● **Task description**
Continue the welcome page of the COVID-19 Time Capsule, starting after its last sentence.

● **Excerpt provided**
★ ★ ★

In collaboration with Lambeth and Southwark Libraries
COVID-19 TIME CAPSULE
Welcome
What you see below is a virtual time capsule of young people’s experiences of the COVID-19 pandemic, using a number of different creative media, including poetry, film, and Minecraft. The time capsule is designed to be interactive: feel free to explore the visual world below. Starting with a map of a 'Dream Lockdown', you can enter spaces and rooms, and uncover more inside. We hope that it sparks lots of thoughts and conversations.
Early in the pandemic, we (that is a group of researchers at King’s College London) thought it would be important to capture something of what young people on the university’s doorstep were feeling during this time. But by the time we started talking to young people about their experiences of the pandemic in December 2020, they were already bored of COVID-19. Many sighed and rolled their eyes. The pandemic was dominating their lives in so many ways, it seemed like many really did not want to talk about it. But as one young person suggested, it was actually also important to keep talking about it, even if this was unpleasant: to process all the different things that this tiny virus had brought into all of our lives.
Boredom and disengagement often cover up a whole host of other feelings and emotions, a youth worker told us. And so we decided to approach the conversation creatively, using poetry, Minecraft, and film. This has allowed us to work with some truly inspiring young creatives, who – as it turns out – have a lot to say about how the last year has affected them, their peers, and those closest to them. We have created the COVID-19 Time Capsule from their work. Alongside young people’s experiences, we have also included some of the things we have been told by parents and youth workers. We hope that the site can help to amplify the voices and concerns of young people in South London.
As you will discover, young people have experienced a huge range of feelings during the last year; the sense of being trapped and fearful; finding solace in music; taking refuge in other spaces that feel safe.
But COVID-19 isn’t the only thing that young people have been concerned about. They also talked about Black Lives Matter, about the ongoing pace of gentrification in their neighbourhoods. They spoke about how new, online connections have made young people more aware of social injustice. From our perspective as researchers, it seems that COVID-19 has, in fact, intensified and made visible many forms of isolation and entrapment that existed well before the beginning of the pandemic.
Maybe something is brewing. With a year of increased reflection and connections online to social movements around the world, COVID-19 has done a lot more than end lives and devastate families. It has stimulated a more conscious discussion about what we want the world to look like in the future.

★ ★ ★

● **Collected material**
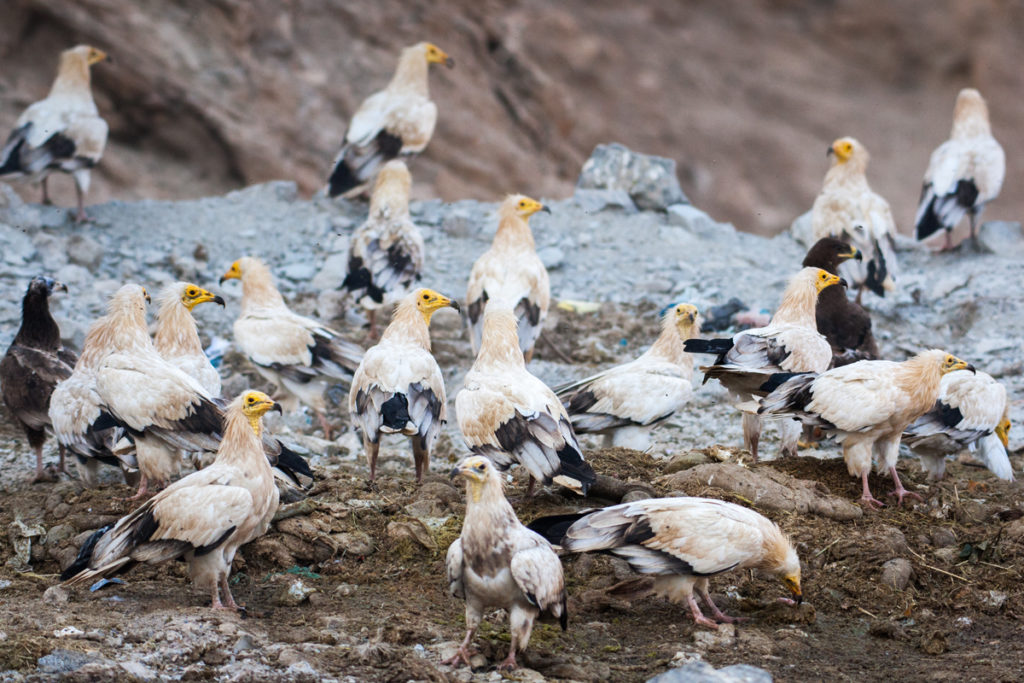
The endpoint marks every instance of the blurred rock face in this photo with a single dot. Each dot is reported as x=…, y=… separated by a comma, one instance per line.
x=206, y=97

★ ★ ★

● **Answer section**
Take a look around, and reflect on how the experiences that you discover here compare to your own. Perhaps you can chat with other people about it – a friend, a family member, someone you live with, or that person you still haven’t reconnected with since March 2020.
We all have power to make change, however small that might seem. Take the views of these and other young people into account as you engage with the world. Young people are the future, and so we’d better start listening to what they want to change about it.
Recommendations
Any support specifically based on the pandemic needs to take account of the fact that this is just one pressure happening in many young people’s lives. This has also been a time where many young people have experienced increased economic and family pressures and become engaged in concerns arising from the Black Lives Matter movement.
It must be recognised that young people’s mental health has been greatly affected by structural inequalities and the way these have increased in pressure and visibility during the pandemic. This should result in mental health services more closely co-ordinating with other services and campaigning for a more equal distribution of key resources such as housing, food, tech, and internet as key necessities for good mental health.
Create safe spaces for young people to talk about and process the inequalities they have become so aware of during the pandemic. Some of this safe space should be facilitated by creative and arts-based activities which allow young people to express themselves.
Ensure mainstream support services link in and listen to the grassroots support networks that have formed during the pandemic, and that these grassroots organisations working closely with young people and their families have more financial support.
There is a concern that schools need to be more patient with young people and provide more immediate mental health support to students who are being considered for exclusion.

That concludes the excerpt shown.